### PAGE EXCERPT ###
From owner-freebsd-bugs  Thu Jul 13 23:21:24 1995
Return-Path: bugs-owner
Received: (from majordom@localhost)
          by freefall.cdrom.com (8.6.10/8.6.6) id XAA18558
          for bugs-outgoing; Thu, 13 Jul 1995 23:21:24 -0700
Received: from blob.best.net (blob.best.net [204.156.128.88])
          by freefall.cdrom.com (8.6.10/8.6.6) with ESMTP id XAA18552
          for <bugs@freebsd.org>; Thu, 13 Jul 1995 23:21:23 -0700
Received: (dillon@localhost) by blob.best.net (8.6.12/8.6.5) id XAA27589; Thu, 13 Jul 1995 23:21:21 -0700
Date: Thu, 13 Jul 1995 23:21:21 -0700
From: Matt Dillon <dillon@blob.best.net>
Message-Id: <199507140621.XAA27589@blob.best.net>
To: bugs@freebsd.org
Subject: Another clue. (ufslk2/newbuf deadlock crash)
Sender: bugs-owner@freebsd.org
Precedence: bulk

    Ooops, I meant to send this to bugs@freebsd.org so everyone would see it.

    This is another addendum to my ufslk2/newbuf deadlock / crashing bug report.
    To recap: the machine locks up with nearly all the processes stuck in either
    newbuf or ufslk2 sleeps.  It is a heavily loaded pentium, 130+ users
    online, 128MB of ram, NCR scsi, around 12G of disk.  NFS is used heavily as
    well (mainly it is as an NFS client).
###
Please answer these questions about the bug report above:
(a) To which address was the message sent?
(b) How much RAM does the machine have?
(c) About how many users are online on the machine?
### STORED ROWS ###
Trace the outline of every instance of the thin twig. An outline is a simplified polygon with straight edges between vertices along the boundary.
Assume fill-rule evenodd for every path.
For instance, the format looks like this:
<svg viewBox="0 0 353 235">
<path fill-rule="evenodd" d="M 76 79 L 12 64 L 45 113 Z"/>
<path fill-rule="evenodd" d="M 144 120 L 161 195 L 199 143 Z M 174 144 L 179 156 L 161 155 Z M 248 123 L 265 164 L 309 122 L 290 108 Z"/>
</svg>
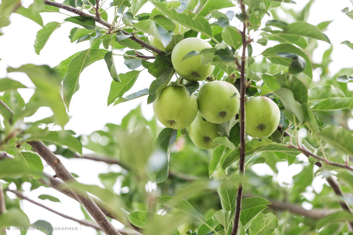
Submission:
###
**WORKED ANSWER**
(a) bugs@freebsd.org
(b) 128MB
(c) 130+